→ **Stated task**
Continue the account of a day at the thermal spa in Rapolano Terme, starting after its last sentence.

RAPOLANO TERME, Siena, Tuscany, Italy—Oh, we’re headed for adventure today. For years I’ve been trying to work up the courage to go to one of Italy’s many spas. Today’s the day. Midge has an appointment, buddy Steve has an appointment too and we’re on our way.

midgestevegari1

Do try this. It’s hard for me to imagine a finer way to spend the day. Even in famously idyllic Tuscany. And it was about half reasonably priced. The spa we picked charged 11 euros for an all access pass that let you into all the many thermal pools indoor and out. For the whole day. The place is great, clean and polished, chaise lounges surrounding pools of every temperature. With a slack jawed look of contentment, bathers were positioning themselves under the splash of wide mouthed spigots and letting the relaxingly hot, mineral rich waters whoosh over them.

Once in a great while you can pick up a hint of the sulfur in the water. But not in a disagreeable “What the Heck was that?” kind of way. You just note it and maybe think to yourself “Hey, Farmboy, you’re at a Spa in Italy. How about that?”

GETTING INTO MORE HOT WATER THAN USUAL

There are pools of every size and shape but the pecking order for temperature seemed to be: the closer to the building, the hotter the water you were into. The further away, the cooler the waters. On a spring day when the temps are still a bit cool in the shadows of the pines, you can tell where the heat is by where the bathers are ganged up.

This was better than I imagined. There is food of every kind and a full bar just inside the pool area. Pastries, coffee, they’ve got all the necessities critical for a day at the beach. Except towels. Who would have thought? Believe me, they just don’t have them. How can that be? Oh, and they don’t have directions. Even sitting up real close to the computer screen it was vague/mysterious about how one was to go about arriving here. I should have asked Andrea. This is all his doing.

→ **Rows**

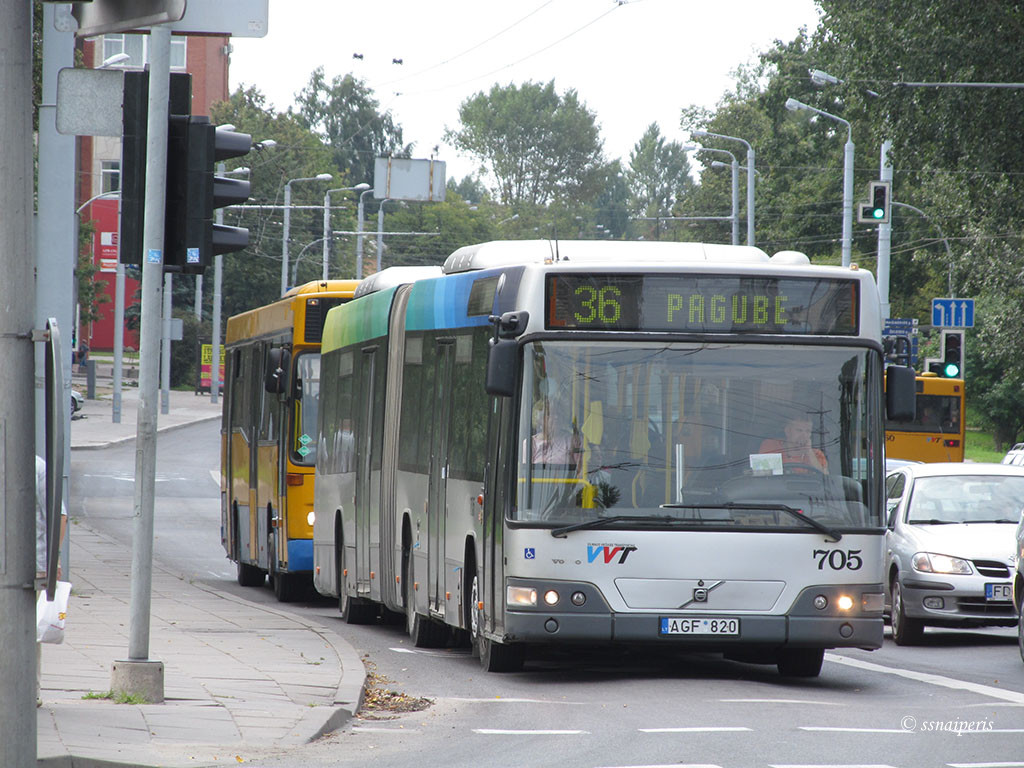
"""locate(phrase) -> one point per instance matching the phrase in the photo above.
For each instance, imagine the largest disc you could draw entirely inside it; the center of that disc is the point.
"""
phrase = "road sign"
(952, 312)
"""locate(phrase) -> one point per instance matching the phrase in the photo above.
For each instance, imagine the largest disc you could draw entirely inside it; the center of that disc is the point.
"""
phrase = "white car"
(950, 553)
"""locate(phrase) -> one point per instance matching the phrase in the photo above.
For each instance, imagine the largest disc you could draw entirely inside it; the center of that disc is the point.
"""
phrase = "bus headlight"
(522, 596)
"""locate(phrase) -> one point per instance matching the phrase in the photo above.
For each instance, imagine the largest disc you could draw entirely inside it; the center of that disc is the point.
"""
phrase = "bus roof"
(504, 253)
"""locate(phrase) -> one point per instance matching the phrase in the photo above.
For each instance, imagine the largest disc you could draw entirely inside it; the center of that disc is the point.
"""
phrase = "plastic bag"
(50, 615)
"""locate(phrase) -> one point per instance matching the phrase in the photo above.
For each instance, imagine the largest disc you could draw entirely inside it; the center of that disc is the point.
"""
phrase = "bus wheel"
(250, 576)
(906, 631)
(800, 662)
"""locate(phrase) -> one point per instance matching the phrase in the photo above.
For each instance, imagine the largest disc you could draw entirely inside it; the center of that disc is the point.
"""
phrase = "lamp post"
(380, 231)
(327, 221)
(358, 236)
(794, 105)
(750, 177)
(288, 210)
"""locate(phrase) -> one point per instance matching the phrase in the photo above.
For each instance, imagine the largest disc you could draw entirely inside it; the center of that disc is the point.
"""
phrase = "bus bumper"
(300, 555)
(802, 626)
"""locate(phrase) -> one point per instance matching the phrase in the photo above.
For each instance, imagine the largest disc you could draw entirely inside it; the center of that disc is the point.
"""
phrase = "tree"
(345, 116)
(538, 145)
(658, 174)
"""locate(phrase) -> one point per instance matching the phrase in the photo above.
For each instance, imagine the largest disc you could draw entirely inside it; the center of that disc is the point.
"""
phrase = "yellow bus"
(937, 432)
(268, 436)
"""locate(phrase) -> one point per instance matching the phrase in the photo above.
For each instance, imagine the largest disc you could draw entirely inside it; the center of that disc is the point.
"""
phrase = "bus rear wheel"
(800, 662)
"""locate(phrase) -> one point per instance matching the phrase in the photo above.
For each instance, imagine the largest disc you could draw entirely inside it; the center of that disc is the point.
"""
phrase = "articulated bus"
(936, 434)
(582, 443)
(268, 433)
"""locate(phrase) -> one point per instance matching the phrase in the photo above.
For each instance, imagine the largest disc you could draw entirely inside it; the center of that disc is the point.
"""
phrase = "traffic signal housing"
(194, 192)
(952, 354)
(879, 206)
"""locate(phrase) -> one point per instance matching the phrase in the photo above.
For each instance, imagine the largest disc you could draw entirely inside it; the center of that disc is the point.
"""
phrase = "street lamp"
(288, 210)
(363, 186)
(380, 231)
(358, 237)
(750, 177)
(794, 105)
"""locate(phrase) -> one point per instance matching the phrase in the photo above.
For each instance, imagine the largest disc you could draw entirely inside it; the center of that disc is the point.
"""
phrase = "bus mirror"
(901, 393)
(275, 376)
(502, 355)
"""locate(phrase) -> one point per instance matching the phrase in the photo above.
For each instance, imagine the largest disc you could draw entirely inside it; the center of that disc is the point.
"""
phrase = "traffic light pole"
(137, 675)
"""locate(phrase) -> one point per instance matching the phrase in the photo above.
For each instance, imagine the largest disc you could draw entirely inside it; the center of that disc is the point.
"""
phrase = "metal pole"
(17, 662)
(380, 232)
(165, 347)
(327, 232)
(885, 237)
(138, 675)
(284, 241)
(750, 195)
(735, 202)
(848, 198)
(218, 282)
(119, 338)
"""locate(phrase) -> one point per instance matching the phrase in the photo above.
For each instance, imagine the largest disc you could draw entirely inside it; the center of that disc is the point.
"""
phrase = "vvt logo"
(608, 553)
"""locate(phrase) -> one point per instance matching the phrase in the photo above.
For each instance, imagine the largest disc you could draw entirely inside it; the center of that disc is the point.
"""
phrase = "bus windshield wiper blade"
(600, 522)
(827, 530)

→ **Final result**
I was hanging out, bothering him at Masolino’s between lunch and dinner crowds one day and broached the subject of this particular spa with him because we have a major villa for sale right beside it. So I asked if he knew about Terme Antica Querciolaia. Knew it? He, literally, has a season pass to it. He and his family are on their feet, I don’t know, 12 hours a day feeding half of Umbria and keeping their coffee cups and wine glasses full six days a week. But on the seventh day they rested. Clicking the numbers off on his fingers, he said “on our Torno (our turn to take a day off) we first get the kids up, second we feed them, and point them to the door. And we run to the car to get as much spa time as we possibly can.” He named spas big and small for miles around. He has different subtle seasonal variations he explores constantly but as a Brit would say about their favorite pub, this is “his local.” His main spa.

midgespaapple1THEY’RE NOT THROWING IN THE TOWEL

Even though the directions are not obvious on the Terme Antica Querciolaia web site, it’s easy to find. You know where the main North South autostrada A1 hits Bettole? That is where we jump off to get to Castiglione del Lago or Panicale or Cortona etc when coming from Florence or Siena. Anyway, it is right about there not far from the Bettole autostrada exit/entrance. As their site says it is just “due passi” two steps from Siena, Pienza and Montepulciano. When you get near Bettole, just start looking for Rapolano Terme. Follow the signs and in short order you are there. And bring a towel. I know, I’m back on that again, but why wouldn’t they sell, rent or give you towels? Do not know. Must be a cultural thing. But it was funny because we called to make an appointment for different treatments and massages and the nice voice on the phone made a special point of saying to “be sure to bring a bathrobes and flip flops.” Oh, well, they don’t and once you get over that you see it for what it is, very clean, organized, newly renovated and lazygoodfun.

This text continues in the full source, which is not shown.